[Point-per-instance localization data]
- Opening Delimiter -

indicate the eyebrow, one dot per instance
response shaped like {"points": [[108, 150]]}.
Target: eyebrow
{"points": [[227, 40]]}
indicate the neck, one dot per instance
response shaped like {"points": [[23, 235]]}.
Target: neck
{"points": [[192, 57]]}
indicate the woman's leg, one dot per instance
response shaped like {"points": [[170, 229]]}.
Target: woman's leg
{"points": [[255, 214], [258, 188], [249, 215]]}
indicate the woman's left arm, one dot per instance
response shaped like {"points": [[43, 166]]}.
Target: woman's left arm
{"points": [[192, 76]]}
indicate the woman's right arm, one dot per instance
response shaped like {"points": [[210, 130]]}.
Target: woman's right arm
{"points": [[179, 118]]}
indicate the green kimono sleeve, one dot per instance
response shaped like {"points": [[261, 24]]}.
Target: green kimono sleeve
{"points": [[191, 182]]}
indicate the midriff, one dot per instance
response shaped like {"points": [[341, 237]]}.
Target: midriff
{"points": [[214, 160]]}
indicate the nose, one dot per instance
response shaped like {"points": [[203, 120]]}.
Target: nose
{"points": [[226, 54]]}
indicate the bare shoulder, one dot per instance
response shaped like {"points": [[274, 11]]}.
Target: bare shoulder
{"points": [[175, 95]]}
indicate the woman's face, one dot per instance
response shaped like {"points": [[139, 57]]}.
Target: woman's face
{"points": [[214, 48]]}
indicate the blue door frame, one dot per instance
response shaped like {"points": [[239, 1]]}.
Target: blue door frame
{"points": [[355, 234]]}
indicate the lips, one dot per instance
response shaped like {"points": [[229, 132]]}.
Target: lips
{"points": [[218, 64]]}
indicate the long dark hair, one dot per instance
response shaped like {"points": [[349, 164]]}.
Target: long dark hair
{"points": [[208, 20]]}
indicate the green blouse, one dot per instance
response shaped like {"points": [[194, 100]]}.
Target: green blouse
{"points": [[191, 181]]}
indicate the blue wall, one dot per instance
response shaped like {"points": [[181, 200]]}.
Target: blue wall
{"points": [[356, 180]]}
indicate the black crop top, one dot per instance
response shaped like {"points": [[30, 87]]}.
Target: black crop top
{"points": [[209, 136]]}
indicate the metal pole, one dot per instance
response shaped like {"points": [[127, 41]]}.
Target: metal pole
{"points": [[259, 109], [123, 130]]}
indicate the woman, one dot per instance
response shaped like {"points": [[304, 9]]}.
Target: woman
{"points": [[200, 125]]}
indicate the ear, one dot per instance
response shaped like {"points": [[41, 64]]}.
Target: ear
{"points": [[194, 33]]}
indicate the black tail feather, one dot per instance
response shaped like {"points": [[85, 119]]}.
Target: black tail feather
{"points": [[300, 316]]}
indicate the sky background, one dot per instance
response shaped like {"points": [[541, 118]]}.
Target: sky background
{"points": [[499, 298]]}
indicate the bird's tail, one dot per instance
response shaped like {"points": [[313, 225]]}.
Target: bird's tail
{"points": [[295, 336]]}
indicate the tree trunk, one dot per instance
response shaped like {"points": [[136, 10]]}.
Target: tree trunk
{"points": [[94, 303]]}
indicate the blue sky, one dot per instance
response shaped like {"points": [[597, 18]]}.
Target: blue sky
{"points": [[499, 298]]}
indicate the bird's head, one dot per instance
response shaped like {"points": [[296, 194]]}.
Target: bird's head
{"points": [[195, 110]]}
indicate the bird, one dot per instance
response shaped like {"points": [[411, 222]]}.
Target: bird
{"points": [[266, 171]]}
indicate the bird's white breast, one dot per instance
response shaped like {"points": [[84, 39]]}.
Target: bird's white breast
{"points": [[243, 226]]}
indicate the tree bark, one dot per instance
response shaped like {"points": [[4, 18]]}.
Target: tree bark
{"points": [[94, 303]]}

- Closing Delimiter -

• About this task
Reproduce every record, matching each line exactly.

• Reply
indicate the eyebrow, one dot per instance
response shaped like {"points": [[108, 150]]}.
Target: eyebrow
{"points": [[227, 40]]}
indicate the neck, one dot per instance
response shaped like {"points": [[23, 235]]}.
Target: neck
{"points": [[192, 57]]}
indicate the woman's leg, one dot per instance
response shaped like {"points": [[170, 229]]}.
Target: woman's leg
{"points": [[255, 214], [258, 188], [249, 215]]}
indicate the woman's left arm, one dot per instance
response shaped like {"points": [[43, 166]]}.
Target: woman's left arm
{"points": [[192, 76]]}
indicate the woman's right arm, one dot per instance
response shaped like {"points": [[210, 130]]}.
Target: woman's right arm
{"points": [[179, 118]]}
indicate the green kimono sleeve, one dot per instance
response shaped like {"points": [[261, 24]]}.
Target: green kimono sleeve
{"points": [[191, 182]]}
indicate the midriff, one dot per instance
response shaped like {"points": [[341, 237]]}.
Target: midriff
{"points": [[214, 160]]}
indicate the nose, one dot per instance
response shaped like {"points": [[203, 120]]}.
Target: nose
{"points": [[226, 54]]}
indicate the bare shoulder, one dot per instance
response shaped like {"points": [[274, 11]]}.
Target: bare shoulder
{"points": [[175, 95]]}
indicate the woman's face, one dot per instance
response shaped like {"points": [[139, 57]]}.
Target: woman's face
{"points": [[214, 48]]}
indicate the blue door frame, one dot per instance
response shaped like {"points": [[239, 1]]}.
Target: blue door frame
{"points": [[355, 234]]}
indicate the lips, one dot per instance
response shaped like {"points": [[229, 132]]}.
Target: lips
{"points": [[218, 64]]}
indicate the long dark hair, one dot per instance
response shaped like {"points": [[349, 164]]}.
Target: long dark hair
{"points": [[208, 20]]}
indicate the green blouse, one dot per instance
response shaped like {"points": [[194, 100]]}.
Target: green blouse
{"points": [[191, 181]]}
indicate the blue wall, one dot per instance
response shaped like {"points": [[181, 200]]}.
Target: blue wall
{"points": [[356, 180]]}
indicate the black crop top, one dot per instance
response shaped like {"points": [[30, 87]]}.
Target: black crop top
{"points": [[209, 136]]}
indicate the metal pole, one dot per instance
response shaped like {"points": [[127, 41]]}.
Target: metal pole
{"points": [[259, 109], [123, 130]]}
indicate the woman, one dot per instance
response shaped like {"points": [[304, 9]]}.
Target: woman
{"points": [[200, 125]]}
indicate the ear, one dot per instance
response shaped like {"points": [[41, 64]]}.
Target: ear
{"points": [[194, 33]]}
indicate the black tail feather, one dot per instance
response shaped like {"points": [[85, 119]]}.
Target: black tail feather
{"points": [[300, 316]]}
indicate the sky background, one dot per instance
response shaped like {"points": [[541, 118]]}.
Target: sky background
{"points": [[499, 298]]}
indicate the bird's tail, one dot per instance
response shaped like {"points": [[313, 225]]}.
Target: bird's tail
{"points": [[295, 336]]}
indicate the tree trunk, one dot per instance
response shaped like {"points": [[136, 10]]}.
Target: tree trunk
{"points": [[94, 303]]}
indicate the blue sky, one dot per instance
response shaped like {"points": [[597, 18]]}.
Target: blue sky
{"points": [[499, 298]]}
indicate the bird's head, one dot per instance
response shaped like {"points": [[296, 194]]}.
Target: bird's head
{"points": [[195, 110]]}
indicate the bird, one dot per instance
response shaped like {"points": [[411, 222]]}.
Target: bird
{"points": [[266, 171]]}
indicate the bird's white breast, one dot per instance
response shaped like {"points": [[84, 39]]}.
Target: bird's white breast
{"points": [[243, 226]]}
indicate the tree bark, one dot per instance
response shaped like {"points": [[4, 18]]}.
Target: tree bark
{"points": [[94, 303]]}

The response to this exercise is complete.